> Work instructions
Include in the output exactly the lines from the opening of the data through the line containing "Target: red flower bud", and nothing more.

++++

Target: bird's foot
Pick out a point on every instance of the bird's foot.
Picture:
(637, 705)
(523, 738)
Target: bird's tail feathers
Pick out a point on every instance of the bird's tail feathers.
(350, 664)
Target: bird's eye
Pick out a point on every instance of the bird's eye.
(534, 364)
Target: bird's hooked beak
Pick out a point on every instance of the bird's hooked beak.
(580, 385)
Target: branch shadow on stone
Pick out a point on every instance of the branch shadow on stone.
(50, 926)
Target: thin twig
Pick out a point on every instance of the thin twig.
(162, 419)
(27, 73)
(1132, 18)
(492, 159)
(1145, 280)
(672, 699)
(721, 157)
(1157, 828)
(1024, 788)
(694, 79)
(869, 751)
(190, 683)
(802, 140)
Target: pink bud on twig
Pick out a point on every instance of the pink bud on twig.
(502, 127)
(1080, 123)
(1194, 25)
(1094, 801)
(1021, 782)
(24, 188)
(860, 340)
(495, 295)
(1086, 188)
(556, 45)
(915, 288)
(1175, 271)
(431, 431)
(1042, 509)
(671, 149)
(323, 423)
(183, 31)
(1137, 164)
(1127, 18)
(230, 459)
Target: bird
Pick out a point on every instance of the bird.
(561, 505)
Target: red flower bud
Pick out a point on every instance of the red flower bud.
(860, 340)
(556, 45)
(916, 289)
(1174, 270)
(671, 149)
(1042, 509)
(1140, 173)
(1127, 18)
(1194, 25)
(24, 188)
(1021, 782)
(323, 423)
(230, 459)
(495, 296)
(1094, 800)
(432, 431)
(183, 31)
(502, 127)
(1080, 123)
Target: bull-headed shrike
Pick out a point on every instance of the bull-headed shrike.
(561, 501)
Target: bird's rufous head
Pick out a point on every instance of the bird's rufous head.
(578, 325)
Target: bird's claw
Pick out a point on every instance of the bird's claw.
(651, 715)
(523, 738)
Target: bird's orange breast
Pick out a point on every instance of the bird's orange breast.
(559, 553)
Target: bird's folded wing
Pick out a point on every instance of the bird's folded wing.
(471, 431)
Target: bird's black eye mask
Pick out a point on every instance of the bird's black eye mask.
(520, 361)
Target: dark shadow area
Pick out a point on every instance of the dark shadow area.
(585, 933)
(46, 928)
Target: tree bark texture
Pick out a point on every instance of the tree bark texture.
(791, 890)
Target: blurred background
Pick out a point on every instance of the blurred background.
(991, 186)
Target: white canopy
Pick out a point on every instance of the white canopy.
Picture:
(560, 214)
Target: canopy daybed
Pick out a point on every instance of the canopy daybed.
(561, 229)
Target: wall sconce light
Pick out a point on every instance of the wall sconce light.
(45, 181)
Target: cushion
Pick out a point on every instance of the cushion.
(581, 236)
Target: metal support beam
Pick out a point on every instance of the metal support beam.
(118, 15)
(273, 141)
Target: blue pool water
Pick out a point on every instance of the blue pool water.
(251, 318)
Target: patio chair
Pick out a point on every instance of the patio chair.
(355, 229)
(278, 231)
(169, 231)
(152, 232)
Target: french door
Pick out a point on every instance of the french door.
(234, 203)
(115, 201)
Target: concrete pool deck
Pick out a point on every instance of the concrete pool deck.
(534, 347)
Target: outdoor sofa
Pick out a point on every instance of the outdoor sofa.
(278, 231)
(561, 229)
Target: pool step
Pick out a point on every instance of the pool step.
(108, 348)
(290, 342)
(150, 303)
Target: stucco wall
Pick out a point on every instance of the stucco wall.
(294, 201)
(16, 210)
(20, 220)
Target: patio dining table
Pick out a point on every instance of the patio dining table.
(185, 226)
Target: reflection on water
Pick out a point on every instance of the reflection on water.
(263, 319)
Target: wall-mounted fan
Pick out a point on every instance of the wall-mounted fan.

++++

> Answer space
Target: bird's foot
Pick out a point on every instance of the bird's foot.
Picture:
(637, 705)
(523, 738)
Target: bird's tail feathers
Pick out a point on every instance of the bird's tail feathers.
(350, 664)
Target: bird's eye
Pick out a point on every instance of the bird's eye.
(534, 364)
Target: bird's hooked beak
Pick out a point on every instance of the bird's hooked beak.
(580, 385)
Target: branch shadow on stone
Pick out a point on every instance of the branch shadow on stone.
(50, 926)
Target: thin twig
Pick out a point on every instance of the thin twig.
(162, 419)
(27, 73)
(1132, 18)
(492, 159)
(1145, 280)
(672, 699)
(721, 157)
(1157, 828)
(1024, 788)
(694, 79)
(869, 751)
(190, 683)
(802, 140)
Target: pink bud on twig
Pick out a point on every instance of the pink bud on twig.
(502, 127)
(1080, 123)
(1194, 25)
(1094, 801)
(1021, 782)
(24, 188)
(860, 340)
(495, 295)
(1086, 188)
(556, 45)
(915, 288)
(1175, 271)
(431, 431)
(1042, 509)
(671, 149)
(323, 423)
(183, 31)
(1137, 164)
(1127, 18)
(230, 459)
Target: bird
Pick out a point on every instance of the bird.
(561, 505)
Target: red flower bud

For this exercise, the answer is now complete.